WHAT YOU HAVE TO DO: Write out all of the entries below again, switching "Put down a dot" to "Mark a point" wherever it occurs and keeping everything else the same.

++++ DATA SUPPLIED

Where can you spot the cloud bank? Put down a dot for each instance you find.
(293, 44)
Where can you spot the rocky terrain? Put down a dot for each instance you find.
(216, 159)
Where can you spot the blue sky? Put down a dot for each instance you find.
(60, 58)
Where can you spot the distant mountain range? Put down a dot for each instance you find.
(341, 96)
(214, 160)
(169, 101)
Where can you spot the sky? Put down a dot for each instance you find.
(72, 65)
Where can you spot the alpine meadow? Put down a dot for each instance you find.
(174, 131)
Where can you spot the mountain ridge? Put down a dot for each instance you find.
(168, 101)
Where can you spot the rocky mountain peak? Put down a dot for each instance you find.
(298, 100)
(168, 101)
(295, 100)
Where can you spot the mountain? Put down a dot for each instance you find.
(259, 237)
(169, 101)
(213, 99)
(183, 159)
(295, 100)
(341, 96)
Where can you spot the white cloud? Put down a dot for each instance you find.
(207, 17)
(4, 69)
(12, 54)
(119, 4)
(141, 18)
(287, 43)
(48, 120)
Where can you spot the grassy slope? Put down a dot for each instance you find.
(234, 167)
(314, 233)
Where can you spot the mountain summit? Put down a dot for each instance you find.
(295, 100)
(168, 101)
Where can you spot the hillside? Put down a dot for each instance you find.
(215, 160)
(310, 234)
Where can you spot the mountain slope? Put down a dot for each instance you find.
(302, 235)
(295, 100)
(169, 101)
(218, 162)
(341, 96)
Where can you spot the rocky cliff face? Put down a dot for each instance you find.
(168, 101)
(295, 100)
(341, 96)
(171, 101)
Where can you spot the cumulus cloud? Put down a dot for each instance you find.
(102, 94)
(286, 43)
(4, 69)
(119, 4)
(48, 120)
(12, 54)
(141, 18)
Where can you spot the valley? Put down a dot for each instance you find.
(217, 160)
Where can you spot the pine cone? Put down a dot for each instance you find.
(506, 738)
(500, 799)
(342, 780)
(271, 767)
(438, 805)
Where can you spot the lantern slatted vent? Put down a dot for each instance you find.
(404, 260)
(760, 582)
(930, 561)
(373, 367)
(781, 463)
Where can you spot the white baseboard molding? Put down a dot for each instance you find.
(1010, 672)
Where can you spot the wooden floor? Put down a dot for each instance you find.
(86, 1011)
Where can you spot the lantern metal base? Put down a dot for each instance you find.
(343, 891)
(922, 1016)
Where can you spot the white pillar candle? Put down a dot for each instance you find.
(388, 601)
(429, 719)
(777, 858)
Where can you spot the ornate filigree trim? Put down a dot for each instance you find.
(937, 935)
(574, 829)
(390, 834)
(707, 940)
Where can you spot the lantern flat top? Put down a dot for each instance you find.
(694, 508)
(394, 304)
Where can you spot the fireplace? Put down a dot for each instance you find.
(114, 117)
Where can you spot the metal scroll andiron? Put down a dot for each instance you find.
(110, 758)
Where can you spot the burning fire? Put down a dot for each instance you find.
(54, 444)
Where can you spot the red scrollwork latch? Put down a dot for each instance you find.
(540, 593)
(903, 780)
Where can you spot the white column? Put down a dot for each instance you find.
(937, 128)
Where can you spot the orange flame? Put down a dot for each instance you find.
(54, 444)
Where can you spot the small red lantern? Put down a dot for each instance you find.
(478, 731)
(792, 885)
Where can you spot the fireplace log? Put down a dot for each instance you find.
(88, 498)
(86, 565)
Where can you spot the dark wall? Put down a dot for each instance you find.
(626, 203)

++++++++

FINAL RESULT:
Where can you spot the cloud bank? Mark a point for each instance you find.
(293, 44)
Where can you spot the rocky terrain? Mark a point for each instance you find.
(216, 159)
Where can you spot the blue sky? Mark a point for each instance you find.
(60, 58)
Where can you spot the distant mountain range? Mark a point for each instance you find.
(341, 96)
(214, 160)
(169, 101)
Where can you spot the sky? Mark a point for each instance you find.
(72, 65)
Where can you spot the alpine meadow? Mark a point for each instance you find.
(174, 131)
Where can you spot the mountain ridge? Mark a point for each instance you find.
(168, 101)
Where can you spot the rocky mountain peak? Mark a point for each instance you find.
(298, 100)
(168, 101)
(295, 100)
Where can you spot the mountain? Mark a point for each instance you find.
(259, 237)
(169, 101)
(213, 99)
(183, 159)
(295, 100)
(341, 96)
Where can you spot the white cloud? Mark a point for each instance you find.
(207, 17)
(4, 69)
(12, 54)
(119, 4)
(141, 18)
(287, 43)
(48, 120)
Where can you spot the grassy slope? Mark a point for each instance you find.
(234, 167)
(314, 233)
Where can you spot the mountain summit? Mark a point for each instance you find.
(295, 100)
(168, 101)
Where can you spot the hillside? Mark a point for each instance you find.
(215, 160)
(310, 234)
Where can you spot the mountain slope? Mark a point for each instance you find.
(302, 235)
(295, 100)
(169, 101)
(218, 162)
(341, 96)
Where can you spot the rocky cliff face? Mark a point for each instance you find.
(168, 101)
(295, 100)
(341, 96)
(171, 101)
Where can you spot the cumulus cloud? Mark a point for each instance you find.
(102, 94)
(286, 43)
(4, 69)
(119, 4)
(48, 120)
(12, 54)
(141, 18)
Where can you spot the valley? Mark a point for each instance you find.
(217, 160)
Where can you spot the pine cone? Mark a point for each instance you find.
(506, 738)
(500, 799)
(342, 780)
(271, 767)
(438, 805)
Where can you spot the lantern slatted vent? Mark a point for each instance you find.
(404, 260)
(760, 582)
(930, 561)
(373, 367)
(781, 463)
Where can you spot the white baseboard molding? Mark a point for each instance you find.
(1010, 672)
Where can you spot the wooden floor? Mark a point for each instance you find.
(86, 1011)
Where can you spot the lantern metal base? Mark a point for each instance you find.
(343, 891)
(922, 1016)
Where can you spot the white pillar candle? Mark a point for each instance you find.
(388, 601)
(429, 719)
(777, 858)
Where can you spot the ornate filigree trim? Mark a point for each instance you find.
(937, 935)
(574, 829)
(390, 834)
(707, 940)
Where can you spot the lantern flat top? Mark a point for each instance you find.
(694, 508)
(394, 304)
Where can you spot the fireplace? Mark a point for each instance you find.
(114, 117)
Where can you spot the metal scroll andiron? Mark a point for each instance you find.
(110, 758)
Where can you spot the burning fire? Mark a point for each instance you find.
(54, 444)
Where can you spot the red scrollwork latch? Mark a point for each instance you find.
(540, 593)
(903, 780)
Where can you spot the white column? Mark a point for each instance you find.
(937, 128)
Where can you spot the orange flame? Mark a point for each instance you find.
(54, 444)
Where can you spot the small red lantern? Mark a point for each instance you find.
(478, 731)
(792, 885)
Where can you spot the fireplace log? Mark a point for each instance you find.
(88, 498)
(86, 565)
Where can you spot the dark wall? Mark a point for each instance you find.
(626, 203)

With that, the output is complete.